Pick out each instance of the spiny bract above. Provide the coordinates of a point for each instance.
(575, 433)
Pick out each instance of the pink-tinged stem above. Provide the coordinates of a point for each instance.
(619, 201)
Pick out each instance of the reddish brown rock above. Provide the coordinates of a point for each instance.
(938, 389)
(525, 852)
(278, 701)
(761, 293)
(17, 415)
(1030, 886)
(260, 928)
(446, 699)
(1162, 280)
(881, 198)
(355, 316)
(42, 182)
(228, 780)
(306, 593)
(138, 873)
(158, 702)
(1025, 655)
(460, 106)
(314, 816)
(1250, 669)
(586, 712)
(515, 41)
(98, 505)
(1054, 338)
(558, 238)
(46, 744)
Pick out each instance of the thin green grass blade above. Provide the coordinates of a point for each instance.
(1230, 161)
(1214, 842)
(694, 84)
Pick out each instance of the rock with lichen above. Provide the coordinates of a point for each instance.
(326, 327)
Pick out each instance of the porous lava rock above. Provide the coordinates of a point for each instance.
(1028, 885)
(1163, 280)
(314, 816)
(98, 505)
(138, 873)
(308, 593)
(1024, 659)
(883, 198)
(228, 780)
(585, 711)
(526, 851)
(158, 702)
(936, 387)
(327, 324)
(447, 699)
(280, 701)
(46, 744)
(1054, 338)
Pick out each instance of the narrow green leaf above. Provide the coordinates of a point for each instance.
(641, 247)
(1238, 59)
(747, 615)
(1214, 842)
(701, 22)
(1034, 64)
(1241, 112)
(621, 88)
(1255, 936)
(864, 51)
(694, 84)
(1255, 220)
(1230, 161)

◆ ◆ ◆ ◆

Problem details
Update the records above by changing every "Pick out" to "Mark", keeping everything else the same.

Response
Mark each instance of the spiny bract above. Provide the coordinates of a point for each instance.
(575, 433)
Mark each instance of the pink-tinged stem above. Provide the coordinates of a point for each instance.
(619, 201)
Mark each instance of the reddish brown rock above. Provide the coordinates of a point for each instance.
(938, 389)
(525, 852)
(278, 701)
(761, 293)
(17, 415)
(1030, 886)
(260, 928)
(446, 699)
(1162, 280)
(881, 198)
(355, 316)
(42, 182)
(228, 780)
(306, 593)
(138, 873)
(158, 702)
(1025, 655)
(460, 106)
(314, 816)
(1250, 669)
(586, 712)
(515, 41)
(98, 505)
(1054, 338)
(558, 238)
(46, 744)
Mark each instance of the thin green grass blade above. Provide the coordinates of a point for each instance.
(1230, 161)
(1214, 842)
(694, 84)
Mark each instance of the rock with lichen above. Provide the coordinates of a point for each instance.
(326, 327)
Mark each instance of the porous lava rock above. Provide the coordinates of a point for each instance.
(1028, 885)
(1163, 280)
(314, 816)
(98, 505)
(138, 873)
(308, 593)
(1024, 659)
(883, 198)
(228, 780)
(585, 711)
(526, 851)
(158, 702)
(936, 387)
(327, 324)
(447, 699)
(280, 701)
(46, 744)
(1054, 338)
Mark each instance of the narrow green leaf above. Provide the coordinates of a point for each instance.
(641, 247)
(1238, 59)
(747, 615)
(1214, 842)
(701, 22)
(1034, 64)
(1241, 112)
(621, 88)
(1255, 936)
(864, 51)
(694, 84)
(1255, 220)
(1230, 161)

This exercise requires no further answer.